▶ **Task directions**:
Would you please print the data a second time, exactly as it stands?

Collection entries:
━━━━━━━━

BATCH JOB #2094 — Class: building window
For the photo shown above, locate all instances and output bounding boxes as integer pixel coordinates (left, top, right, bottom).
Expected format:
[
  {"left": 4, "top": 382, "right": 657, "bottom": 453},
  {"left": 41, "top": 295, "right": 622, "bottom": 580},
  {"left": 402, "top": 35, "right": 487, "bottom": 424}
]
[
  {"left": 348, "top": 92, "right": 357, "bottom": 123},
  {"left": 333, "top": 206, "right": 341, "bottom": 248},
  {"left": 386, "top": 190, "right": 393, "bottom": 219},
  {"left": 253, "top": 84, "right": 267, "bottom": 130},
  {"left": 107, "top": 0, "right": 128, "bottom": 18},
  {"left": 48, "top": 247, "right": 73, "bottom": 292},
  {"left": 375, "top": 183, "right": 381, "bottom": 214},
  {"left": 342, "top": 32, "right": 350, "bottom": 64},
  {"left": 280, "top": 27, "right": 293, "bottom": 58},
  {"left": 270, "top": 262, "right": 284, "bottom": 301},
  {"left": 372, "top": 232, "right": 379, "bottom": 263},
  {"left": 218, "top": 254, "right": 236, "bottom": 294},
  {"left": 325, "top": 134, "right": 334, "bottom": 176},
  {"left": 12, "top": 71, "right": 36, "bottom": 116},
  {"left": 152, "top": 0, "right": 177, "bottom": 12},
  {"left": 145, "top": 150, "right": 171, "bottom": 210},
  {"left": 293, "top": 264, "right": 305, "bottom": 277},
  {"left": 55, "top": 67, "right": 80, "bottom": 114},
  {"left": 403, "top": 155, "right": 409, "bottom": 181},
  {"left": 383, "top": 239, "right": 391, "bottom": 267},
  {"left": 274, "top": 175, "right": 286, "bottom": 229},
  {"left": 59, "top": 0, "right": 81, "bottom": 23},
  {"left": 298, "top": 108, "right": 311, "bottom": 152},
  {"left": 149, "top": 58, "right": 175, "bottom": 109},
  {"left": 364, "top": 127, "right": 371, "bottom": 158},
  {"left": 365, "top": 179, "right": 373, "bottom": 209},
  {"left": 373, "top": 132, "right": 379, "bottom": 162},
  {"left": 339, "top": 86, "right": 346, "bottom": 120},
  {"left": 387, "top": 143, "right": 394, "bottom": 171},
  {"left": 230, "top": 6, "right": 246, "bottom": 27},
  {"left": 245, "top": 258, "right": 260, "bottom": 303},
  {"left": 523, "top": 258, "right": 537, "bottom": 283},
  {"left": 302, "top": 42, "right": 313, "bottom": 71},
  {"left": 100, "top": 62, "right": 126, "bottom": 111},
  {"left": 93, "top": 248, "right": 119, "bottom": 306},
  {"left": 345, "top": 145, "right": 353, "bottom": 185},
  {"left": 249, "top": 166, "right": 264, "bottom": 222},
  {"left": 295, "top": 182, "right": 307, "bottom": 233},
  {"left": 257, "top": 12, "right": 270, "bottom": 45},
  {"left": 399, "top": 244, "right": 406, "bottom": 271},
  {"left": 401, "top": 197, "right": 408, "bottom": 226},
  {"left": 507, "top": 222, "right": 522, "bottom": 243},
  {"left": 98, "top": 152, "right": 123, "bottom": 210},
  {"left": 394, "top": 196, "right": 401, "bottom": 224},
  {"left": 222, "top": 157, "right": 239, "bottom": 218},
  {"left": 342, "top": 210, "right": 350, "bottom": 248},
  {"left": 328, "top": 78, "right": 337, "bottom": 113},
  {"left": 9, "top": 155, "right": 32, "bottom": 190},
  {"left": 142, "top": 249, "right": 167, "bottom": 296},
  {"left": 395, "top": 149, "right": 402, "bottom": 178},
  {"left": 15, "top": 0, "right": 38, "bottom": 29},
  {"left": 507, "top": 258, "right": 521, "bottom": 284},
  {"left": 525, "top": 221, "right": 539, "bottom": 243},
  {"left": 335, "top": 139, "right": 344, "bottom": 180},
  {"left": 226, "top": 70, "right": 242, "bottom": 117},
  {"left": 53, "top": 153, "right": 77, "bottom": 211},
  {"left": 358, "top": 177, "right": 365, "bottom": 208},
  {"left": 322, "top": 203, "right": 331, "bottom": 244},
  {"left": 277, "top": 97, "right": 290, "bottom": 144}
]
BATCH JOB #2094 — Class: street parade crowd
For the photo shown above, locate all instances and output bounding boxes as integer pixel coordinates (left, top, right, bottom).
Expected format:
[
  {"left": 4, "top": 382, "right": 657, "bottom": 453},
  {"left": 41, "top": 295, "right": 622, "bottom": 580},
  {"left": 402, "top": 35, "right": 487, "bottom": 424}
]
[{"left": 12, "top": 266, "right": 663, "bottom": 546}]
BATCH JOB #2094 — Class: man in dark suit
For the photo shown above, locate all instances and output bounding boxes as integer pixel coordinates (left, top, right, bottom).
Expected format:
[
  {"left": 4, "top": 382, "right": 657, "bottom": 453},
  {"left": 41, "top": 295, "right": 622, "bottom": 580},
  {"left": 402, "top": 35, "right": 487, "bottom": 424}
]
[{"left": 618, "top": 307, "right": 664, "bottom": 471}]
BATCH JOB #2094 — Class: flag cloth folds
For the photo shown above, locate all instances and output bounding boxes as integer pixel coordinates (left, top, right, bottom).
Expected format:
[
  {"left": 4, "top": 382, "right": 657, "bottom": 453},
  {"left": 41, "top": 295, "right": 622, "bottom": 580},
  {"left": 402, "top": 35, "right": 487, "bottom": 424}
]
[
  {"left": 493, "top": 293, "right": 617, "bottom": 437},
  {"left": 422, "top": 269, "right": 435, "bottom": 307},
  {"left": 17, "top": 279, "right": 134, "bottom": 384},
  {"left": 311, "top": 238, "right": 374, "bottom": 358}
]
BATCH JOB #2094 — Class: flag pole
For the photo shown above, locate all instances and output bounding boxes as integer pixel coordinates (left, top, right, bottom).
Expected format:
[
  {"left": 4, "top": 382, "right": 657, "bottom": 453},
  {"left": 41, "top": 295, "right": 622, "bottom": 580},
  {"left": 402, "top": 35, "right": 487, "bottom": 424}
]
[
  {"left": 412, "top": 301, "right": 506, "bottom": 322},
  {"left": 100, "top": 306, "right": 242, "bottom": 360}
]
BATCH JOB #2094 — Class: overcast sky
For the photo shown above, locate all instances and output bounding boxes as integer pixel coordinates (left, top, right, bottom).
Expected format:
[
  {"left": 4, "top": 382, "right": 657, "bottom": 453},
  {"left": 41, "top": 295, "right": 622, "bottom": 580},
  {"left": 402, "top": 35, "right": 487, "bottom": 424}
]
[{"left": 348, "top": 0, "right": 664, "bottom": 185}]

━━━━━━━━

▶ **Result for this task**:
BATCH JOB #2094 — Class: building window
For the photo shown above, locate all instances and output bounding boxes as integer pixel coordinates (left, top, right, bottom).
Expected format:
[
  {"left": 4, "top": 382, "right": 657, "bottom": 453},
  {"left": 41, "top": 295, "right": 622, "bottom": 580},
  {"left": 402, "top": 35, "right": 487, "bottom": 424}
]
[
  {"left": 348, "top": 92, "right": 357, "bottom": 123},
  {"left": 333, "top": 206, "right": 341, "bottom": 248},
  {"left": 386, "top": 190, "right": 393, "bottom": 219},
  {"left": 253, "top": 84, "right": 267, "bottom": 130},
  {"left": 107, "top": 0, "right": 128, "bottom": 18},
  {"left": 48, "top": 247, "right": 73, "bottom": 292},
  {"left": 375, "top": 183, "right": 381, "bottom": 214},
  {"left": 342, "top": 32, "right": 350, "bottom": 64},
  {"left": 280, "top": 27, "right": 293, "bottom": 58},
  {"left": 270, "top": 262, "right": 284, "bottom": 301},
  {"left": 372, "top": 232, "right": 379, "bottom": 263},
  {"left": 218, "top": 254, "right": 236, "bottom": 294},
  {"left": 325, "top": 134, "right": 334, "bottom": 176},
  {"left": 12, "top": 71, "right": 36, "bottom": 116},
  {"left": 152, "top": 0, "right": 177, "bottom": 12},
  {"left": 145, "top": 150, "right": 171, "bottom": 210},
  {"left": 293, "top": 264, "right": 305, "bottom": 277},
  {"left": 55, "top": 67, "right": 80, "bottom": 114},
  {"left": 403, "top": 155, "right": 409, "bottom": 181},
  {"left": 383, "top": 239, "right": 391, "bottom": 267},
  {"left": 274, "top": 175, "right": 286, "bottom": 229},
  {"left": 59, "top": 0, "right": 81, "bottom": 23},
  {"left": 298, "top": 108, "right": 311, "bottom": 152},
  {"left": 149, "top": 58, "right": 175, "bottom": 109},
  {"left": 364, "top": 127, "right": 371, "bottom": 158},
  {"left": 365, "top": 179, "right": 373, "bottom": 209},
  {"left": 373, "top": 132, "right": 379, "bottom": 162},
  {"left": 339, "top": 86, "right": 346, "bottom": 120},
  {"left": 387, "top": 143, "right": 394, "bottom": 171},
  {"left": 230, "top": 6, "right": 246, "bottom": 27},
  {"left": 245, "top": 258, "right": 260, "bottom": 303},
  {"left": 523, "top": 258, "right": 537, "bottom": 283},
  {"left": 302, "top": 42, "right": 313, "bottom": 71},
  {"left": 100, "top": 62, "right": 126, "bottom": 111},
  {"left": 93, "top": 248, "right": 119, "bottom": 306},
  {"left": 345, "top": 145, "right": 353, "bottom": 185},
  {"left": 249, "top": 166, "right": 264, "bottom": 222},
  {"left": 295, "top": 182, "right": 307, "bottom": 233},
  {"left": 257, "top": 12, "right": 270, "bottom": 45},
  {"left": 399, "top": 244, "right": 406, "bottom": 271},
  {"left": 401, "top": 197, "right": 408, "bottom": 226},
  {"left": 507, "top": 222, "right": 522, "bottom": 243},
  {"left": 98, "top": 152, "right": 123, "bottom": 210},
  {"left": 394, "top": 196, "right": 401, "bottom": 224},
  {"left": 222, "top": 157, "right": 239, "bottom": 218},
  {"left": 342, "top": 210, "right": 350, "bottom": 248},
  {"left": 328, "top": 78, "right": 337, "bottom": 113},
  {"left": 9, "top": 155, "right": 32, "bottom": 190},
  {"left": 142, "top": 249, "right": 167, "bottom": 296},
  {"left": 395, "top": 149, "right": 402, "bottom": 178},
  {"left": 15, "top": 0, "right": 38, "bottom": 29},
  {"left": 507, "top": 258, "right": 521, "bottom": 284},
  {"left": 525, "top": 221, "right": 539, "bottom": 243},
  {"left": 335, "top": 139, "right": 344, "bottom": 180},
  {"left": 226, "top": 70, "right": 242, "bottom": 117},
  {"left": 53, "top": 153, "right": 77, "bottom": 211},
  {"left": 358, "top": 177, "right": 365, "bottom": 208},
  {"left": 322, "top": 203, "right": 331, "bottom": 244},
  {"left": 277, "top": 97, "right": 290, "bottom": 144}
]
BATCH JOB #2094 — Class: street parade crowd
For the photo shown above, locate all instances and output bounding boxes as integer pixel coordinates (left, top, right, bottom).
Expected format:
[
  {"left": 4, "top": 382, "right": 657, "bottom": 453},
  {"left": 41, "top": 295, "right": 622, "bottom": 580},
  {"left": 402, "top": 35, "right": 487, "bottom": 424}
]
[{"left": 12, "top": 266, "right": 663, "bottom": 546}]
BATCH JOB #2094 — Class: man in dark suit
For the photo shown above, locate all instances and output bounding boxes as integer pixel coordinates (left, top, right, bottom).
Expected format:
[
  {"left": 4, "top": 382, "right": 657, "bottom": 453},
  {"left": 41, "top": 295, "right": 622, "bottom": 580},
  {"left": 402, "top": 35, "right": 487, "bottom": 424}
]
[{"left": 618, "top": 307, "right": 664, "bottom": 471}]
BATCH JOB #2094 — Class: flag cloth folds
For the photo shown above, locate all instances and output bounding boxes as integer pixel coordinates (left, top, right, bottom).
Expected format:
[
  {"left": 4, "top": 382, "right": 657, "bottom": 453},
  {"left": 41, "top": 295, "right": 622, "bottom": 580},
  {"left": 402, "top": 35, "right": 487, "bottom": 424}
]
[
  {"left": 493, "top": 293, "right": 617, "bottom": 437},
  {"left": 422, "top": 269, "right": 435, "bottom": 307},
  {"left": 17, "top": 279, "right": 134, "bottom": 384},
  {"left": 311, "top": 238, "right": 374, "bottom": 358}
]
BATCH JOB #2094 — Class: flag pole
For the photo shown above, locate all instances and output bounding boxes as integer pixel coordinates (left, top, right, bottom).
Expected format:
[
  {"left": 4, "top": 382, "right": 657, "bottom": 453},
  {"left": 41, "top": 295, "right": 622, "bottom": 580},
  {"left": 402, "top": 35, "right": 487, "bottom": 424}
]
[
  {"left": 412, "top": 301, "right": 506, "bottom": 322},
  {"left": 100, "top": 306, "right": 242, "bottom": 360}
]
BATCH JOB #2094 — Class: overcast sky
For the photo shown above, locate all instances and output bounding boxes as integer pixel coordinates (left, top, right, bottom).
Expected format:
[
  {"left": 4, "top": 382, "right": 657, "bottom": 453},
  {"left": 41, "top": 295, "right": 622, "bottom": 580},
  {"left": 402, "top": 35, "right": 487, "bottom": 424}
]
[{"left": 348, "top": 0, "right": 664, "bottom": 185}]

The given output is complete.